- WHAT IS EXPECTED -
Across the records, find how many lines include the string "facade" and answer with only the figure.

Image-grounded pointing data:
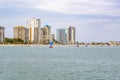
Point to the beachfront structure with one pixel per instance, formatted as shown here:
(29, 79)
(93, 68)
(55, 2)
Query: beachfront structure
(45, 33)
(71, 35)
(21, 32)
(2, 34)
(61, 35)
(34, 30)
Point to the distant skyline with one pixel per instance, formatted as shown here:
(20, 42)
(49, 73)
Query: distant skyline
(95, 20)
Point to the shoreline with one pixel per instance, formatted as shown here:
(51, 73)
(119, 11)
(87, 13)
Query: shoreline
(55, 45)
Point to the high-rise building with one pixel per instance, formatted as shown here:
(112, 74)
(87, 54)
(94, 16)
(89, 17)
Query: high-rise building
(21, 32)
(61, 35)
(34, 30)
(2, 34)
(45, 33)
(71, 35)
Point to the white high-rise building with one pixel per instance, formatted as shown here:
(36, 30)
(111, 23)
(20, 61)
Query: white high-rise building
(61, 35)
(34, 30)
(2, 34)
(71, 35)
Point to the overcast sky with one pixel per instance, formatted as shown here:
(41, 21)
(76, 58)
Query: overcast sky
(95, 20)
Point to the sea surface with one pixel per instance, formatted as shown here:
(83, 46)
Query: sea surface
(59, 63)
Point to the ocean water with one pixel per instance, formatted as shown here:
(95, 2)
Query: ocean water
(59, 63)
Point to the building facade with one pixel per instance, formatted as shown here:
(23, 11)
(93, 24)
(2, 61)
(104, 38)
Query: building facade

- ANSWER SECTION -
2